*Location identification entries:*
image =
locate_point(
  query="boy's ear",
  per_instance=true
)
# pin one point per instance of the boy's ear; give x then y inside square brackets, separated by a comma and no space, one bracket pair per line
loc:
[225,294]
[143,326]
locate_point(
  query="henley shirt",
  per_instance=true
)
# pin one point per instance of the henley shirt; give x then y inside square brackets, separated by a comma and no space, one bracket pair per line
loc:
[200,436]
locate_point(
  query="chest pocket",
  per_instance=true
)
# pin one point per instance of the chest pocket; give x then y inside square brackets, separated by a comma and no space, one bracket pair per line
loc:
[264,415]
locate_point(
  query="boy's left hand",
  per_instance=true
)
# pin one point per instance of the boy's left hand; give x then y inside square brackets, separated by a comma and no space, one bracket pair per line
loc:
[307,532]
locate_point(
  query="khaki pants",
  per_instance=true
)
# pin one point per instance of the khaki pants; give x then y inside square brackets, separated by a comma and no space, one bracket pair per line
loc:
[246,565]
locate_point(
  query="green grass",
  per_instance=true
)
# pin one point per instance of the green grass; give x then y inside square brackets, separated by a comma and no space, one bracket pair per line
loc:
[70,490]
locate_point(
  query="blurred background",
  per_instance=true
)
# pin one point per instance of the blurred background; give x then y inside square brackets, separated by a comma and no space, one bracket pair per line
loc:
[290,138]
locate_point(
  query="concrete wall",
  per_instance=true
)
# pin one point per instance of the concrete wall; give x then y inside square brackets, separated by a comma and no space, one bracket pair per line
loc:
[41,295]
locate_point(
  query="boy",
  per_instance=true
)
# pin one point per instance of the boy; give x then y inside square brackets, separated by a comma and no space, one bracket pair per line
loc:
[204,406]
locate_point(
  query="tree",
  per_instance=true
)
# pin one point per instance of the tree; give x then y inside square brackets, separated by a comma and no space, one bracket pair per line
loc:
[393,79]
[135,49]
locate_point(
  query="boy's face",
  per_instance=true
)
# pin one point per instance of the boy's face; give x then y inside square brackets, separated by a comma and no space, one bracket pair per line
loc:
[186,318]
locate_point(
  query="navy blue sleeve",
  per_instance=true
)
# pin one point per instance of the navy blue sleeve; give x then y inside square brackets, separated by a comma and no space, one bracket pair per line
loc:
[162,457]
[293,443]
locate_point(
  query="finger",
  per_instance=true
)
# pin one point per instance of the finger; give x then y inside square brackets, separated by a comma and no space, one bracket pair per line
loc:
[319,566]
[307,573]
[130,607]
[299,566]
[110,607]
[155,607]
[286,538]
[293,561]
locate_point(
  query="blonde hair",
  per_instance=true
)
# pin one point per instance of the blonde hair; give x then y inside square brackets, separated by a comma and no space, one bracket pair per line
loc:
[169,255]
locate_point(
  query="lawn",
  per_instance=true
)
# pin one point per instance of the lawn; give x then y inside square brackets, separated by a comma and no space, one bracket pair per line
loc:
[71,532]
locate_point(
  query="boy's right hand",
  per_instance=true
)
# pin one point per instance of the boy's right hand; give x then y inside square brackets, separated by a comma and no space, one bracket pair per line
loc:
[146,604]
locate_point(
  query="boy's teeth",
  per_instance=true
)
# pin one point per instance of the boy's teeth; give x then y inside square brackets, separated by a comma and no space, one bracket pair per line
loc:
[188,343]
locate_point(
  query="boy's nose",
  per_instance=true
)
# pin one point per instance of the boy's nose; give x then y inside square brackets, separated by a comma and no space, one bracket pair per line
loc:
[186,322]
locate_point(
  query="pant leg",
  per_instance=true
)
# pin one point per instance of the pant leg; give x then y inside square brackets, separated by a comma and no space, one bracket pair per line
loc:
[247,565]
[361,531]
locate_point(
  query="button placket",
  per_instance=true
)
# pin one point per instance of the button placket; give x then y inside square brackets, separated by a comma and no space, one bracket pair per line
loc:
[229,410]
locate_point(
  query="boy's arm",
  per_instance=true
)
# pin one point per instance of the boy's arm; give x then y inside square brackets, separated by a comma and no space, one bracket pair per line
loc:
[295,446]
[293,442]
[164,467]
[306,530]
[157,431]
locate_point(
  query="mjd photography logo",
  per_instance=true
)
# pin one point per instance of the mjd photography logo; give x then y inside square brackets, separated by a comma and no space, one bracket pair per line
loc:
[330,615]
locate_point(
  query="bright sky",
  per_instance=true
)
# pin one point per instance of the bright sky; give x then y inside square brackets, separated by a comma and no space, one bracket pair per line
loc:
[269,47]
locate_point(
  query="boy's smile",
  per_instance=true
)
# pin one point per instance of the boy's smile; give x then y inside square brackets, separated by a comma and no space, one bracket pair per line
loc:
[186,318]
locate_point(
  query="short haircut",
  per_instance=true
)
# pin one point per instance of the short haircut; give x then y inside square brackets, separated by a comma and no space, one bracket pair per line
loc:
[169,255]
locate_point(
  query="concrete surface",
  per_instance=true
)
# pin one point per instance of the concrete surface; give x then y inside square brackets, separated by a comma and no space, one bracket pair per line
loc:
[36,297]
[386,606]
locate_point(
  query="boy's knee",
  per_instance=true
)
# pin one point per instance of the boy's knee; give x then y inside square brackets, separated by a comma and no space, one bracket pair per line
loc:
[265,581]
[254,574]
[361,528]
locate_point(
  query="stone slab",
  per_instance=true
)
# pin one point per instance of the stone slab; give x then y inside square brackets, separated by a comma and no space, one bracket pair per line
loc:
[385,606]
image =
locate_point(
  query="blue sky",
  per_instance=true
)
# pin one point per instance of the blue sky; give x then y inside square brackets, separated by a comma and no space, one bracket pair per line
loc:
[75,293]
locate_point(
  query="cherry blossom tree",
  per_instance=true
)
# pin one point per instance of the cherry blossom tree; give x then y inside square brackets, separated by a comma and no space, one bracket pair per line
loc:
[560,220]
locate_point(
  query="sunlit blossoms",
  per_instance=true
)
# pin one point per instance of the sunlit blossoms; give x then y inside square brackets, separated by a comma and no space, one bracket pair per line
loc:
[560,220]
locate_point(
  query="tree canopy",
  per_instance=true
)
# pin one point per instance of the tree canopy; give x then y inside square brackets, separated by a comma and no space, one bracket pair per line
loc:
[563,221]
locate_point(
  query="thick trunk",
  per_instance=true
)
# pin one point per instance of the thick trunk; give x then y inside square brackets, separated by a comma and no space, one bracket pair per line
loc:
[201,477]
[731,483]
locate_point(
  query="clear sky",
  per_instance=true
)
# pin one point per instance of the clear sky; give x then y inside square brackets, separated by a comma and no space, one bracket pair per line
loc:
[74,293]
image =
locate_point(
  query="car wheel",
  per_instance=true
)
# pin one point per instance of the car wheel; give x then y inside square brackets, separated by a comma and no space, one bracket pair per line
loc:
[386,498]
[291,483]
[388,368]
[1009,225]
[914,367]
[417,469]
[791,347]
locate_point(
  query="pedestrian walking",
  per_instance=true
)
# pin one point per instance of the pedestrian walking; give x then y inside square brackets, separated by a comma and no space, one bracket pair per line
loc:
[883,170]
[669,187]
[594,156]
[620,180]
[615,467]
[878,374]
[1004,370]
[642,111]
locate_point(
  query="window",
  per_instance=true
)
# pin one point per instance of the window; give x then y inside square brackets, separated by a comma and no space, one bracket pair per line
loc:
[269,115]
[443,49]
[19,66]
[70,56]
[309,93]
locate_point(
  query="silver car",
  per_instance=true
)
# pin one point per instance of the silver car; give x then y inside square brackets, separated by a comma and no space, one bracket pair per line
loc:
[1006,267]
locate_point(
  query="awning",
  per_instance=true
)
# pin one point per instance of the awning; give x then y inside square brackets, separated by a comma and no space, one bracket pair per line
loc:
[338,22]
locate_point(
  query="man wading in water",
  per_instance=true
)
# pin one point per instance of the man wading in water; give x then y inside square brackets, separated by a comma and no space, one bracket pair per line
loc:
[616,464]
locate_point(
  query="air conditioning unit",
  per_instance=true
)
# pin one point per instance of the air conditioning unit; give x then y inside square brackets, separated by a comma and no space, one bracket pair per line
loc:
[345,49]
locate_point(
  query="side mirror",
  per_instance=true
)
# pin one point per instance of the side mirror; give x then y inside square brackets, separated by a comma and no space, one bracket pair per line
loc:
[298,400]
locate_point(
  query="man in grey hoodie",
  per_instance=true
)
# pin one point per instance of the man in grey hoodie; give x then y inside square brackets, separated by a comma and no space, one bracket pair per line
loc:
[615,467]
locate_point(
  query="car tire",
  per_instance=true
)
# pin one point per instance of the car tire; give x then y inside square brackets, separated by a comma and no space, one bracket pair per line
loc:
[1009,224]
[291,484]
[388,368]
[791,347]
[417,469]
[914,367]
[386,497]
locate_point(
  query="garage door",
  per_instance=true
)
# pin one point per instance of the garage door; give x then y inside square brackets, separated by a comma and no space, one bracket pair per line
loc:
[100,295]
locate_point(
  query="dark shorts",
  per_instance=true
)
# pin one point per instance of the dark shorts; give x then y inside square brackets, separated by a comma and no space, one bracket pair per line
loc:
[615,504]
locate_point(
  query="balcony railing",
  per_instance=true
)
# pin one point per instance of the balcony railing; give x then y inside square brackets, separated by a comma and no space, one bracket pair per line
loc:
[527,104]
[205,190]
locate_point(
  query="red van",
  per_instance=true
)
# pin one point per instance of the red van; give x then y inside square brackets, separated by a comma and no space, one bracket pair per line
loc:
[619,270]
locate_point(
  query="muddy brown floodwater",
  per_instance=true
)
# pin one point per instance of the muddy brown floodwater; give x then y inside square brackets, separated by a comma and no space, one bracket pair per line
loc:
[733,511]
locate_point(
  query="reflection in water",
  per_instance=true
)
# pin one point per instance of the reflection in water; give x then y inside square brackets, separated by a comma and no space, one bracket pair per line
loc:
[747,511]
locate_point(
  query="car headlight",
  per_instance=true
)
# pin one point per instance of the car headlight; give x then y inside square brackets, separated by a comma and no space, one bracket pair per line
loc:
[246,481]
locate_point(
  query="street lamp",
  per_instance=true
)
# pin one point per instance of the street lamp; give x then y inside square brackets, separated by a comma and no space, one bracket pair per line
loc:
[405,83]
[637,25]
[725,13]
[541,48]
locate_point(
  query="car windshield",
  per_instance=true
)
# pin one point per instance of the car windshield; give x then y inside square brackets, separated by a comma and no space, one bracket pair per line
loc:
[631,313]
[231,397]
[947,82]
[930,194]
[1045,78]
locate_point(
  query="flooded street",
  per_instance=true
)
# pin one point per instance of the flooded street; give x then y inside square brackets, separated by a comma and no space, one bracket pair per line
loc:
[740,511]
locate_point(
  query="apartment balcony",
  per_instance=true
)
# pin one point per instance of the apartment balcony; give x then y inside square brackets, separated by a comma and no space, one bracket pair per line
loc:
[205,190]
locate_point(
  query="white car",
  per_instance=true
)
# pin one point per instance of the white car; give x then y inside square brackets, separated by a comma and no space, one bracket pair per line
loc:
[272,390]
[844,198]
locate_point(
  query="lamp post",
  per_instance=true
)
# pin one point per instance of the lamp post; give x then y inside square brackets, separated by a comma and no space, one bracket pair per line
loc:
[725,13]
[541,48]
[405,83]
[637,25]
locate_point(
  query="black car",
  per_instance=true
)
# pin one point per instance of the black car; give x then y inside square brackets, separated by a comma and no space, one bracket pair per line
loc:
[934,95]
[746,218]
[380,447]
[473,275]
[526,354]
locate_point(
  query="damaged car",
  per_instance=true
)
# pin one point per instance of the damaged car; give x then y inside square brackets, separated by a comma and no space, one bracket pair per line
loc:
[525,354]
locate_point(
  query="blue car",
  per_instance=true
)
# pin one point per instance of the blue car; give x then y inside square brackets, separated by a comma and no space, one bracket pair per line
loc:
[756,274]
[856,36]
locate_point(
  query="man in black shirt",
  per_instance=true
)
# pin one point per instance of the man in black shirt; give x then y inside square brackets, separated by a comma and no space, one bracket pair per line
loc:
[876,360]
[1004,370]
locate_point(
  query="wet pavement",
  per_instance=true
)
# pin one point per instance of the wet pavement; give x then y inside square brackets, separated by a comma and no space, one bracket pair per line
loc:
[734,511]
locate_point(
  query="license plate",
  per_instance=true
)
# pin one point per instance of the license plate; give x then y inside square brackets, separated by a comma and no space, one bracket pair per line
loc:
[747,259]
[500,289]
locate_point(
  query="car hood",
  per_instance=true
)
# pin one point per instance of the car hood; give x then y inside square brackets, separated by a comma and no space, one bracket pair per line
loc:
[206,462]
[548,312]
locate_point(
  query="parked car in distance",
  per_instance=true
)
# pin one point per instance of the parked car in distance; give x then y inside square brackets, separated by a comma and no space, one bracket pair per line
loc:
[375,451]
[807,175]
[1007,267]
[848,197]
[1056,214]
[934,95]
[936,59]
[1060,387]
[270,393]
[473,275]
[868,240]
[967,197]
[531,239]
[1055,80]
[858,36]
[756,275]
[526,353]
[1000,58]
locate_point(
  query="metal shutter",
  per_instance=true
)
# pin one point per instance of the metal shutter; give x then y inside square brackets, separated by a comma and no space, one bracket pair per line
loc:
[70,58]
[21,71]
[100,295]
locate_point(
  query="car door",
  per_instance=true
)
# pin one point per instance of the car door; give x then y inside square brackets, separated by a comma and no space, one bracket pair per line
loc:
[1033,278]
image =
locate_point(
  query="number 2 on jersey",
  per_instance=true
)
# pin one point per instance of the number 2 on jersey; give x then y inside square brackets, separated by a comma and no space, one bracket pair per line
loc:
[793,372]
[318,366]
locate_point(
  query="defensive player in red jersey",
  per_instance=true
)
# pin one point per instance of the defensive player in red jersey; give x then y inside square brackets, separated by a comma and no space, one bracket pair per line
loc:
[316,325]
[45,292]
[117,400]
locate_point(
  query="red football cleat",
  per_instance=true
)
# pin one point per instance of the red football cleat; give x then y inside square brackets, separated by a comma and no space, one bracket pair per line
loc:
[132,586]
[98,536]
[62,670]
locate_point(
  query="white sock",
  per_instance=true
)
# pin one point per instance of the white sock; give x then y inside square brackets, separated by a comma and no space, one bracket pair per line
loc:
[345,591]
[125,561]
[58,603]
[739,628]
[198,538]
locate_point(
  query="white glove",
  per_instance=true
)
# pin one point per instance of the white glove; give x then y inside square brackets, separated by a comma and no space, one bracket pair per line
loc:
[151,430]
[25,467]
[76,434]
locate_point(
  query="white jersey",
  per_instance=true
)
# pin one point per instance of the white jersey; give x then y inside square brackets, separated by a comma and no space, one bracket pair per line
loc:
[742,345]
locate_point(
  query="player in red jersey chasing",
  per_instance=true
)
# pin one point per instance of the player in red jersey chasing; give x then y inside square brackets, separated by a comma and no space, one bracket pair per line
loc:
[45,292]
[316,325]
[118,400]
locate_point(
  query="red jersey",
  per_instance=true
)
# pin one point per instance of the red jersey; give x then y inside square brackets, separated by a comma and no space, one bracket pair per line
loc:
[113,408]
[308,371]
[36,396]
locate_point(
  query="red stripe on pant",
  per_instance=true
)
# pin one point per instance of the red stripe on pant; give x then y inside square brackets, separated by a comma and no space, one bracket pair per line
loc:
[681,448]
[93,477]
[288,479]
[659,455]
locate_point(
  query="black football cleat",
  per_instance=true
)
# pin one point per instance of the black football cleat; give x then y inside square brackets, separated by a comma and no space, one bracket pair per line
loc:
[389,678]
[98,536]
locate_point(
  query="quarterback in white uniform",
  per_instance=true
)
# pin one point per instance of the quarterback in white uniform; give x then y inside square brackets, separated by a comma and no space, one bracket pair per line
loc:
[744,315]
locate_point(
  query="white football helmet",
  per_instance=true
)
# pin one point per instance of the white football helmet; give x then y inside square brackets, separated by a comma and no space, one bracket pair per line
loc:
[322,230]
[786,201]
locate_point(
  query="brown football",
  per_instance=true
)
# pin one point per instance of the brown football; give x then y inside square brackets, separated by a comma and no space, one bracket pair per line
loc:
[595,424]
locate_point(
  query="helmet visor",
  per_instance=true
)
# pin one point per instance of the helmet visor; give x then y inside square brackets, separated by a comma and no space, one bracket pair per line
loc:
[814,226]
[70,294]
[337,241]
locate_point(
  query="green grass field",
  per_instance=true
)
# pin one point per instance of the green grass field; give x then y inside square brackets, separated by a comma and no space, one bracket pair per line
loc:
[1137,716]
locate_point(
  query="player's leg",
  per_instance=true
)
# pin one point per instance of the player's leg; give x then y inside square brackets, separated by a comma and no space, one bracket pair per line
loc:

*WHAT THIS TASK INVOLVES:*
Pick out every line in the material above that contains the string "shorts" and copy each one.

*ANSWER TO THIS PROBLEM:*
  query="dark shorts",
# pin one point per instance of the dark shorts; give x then y inside square brackets, separated by a comma and no space, one bracket pair per line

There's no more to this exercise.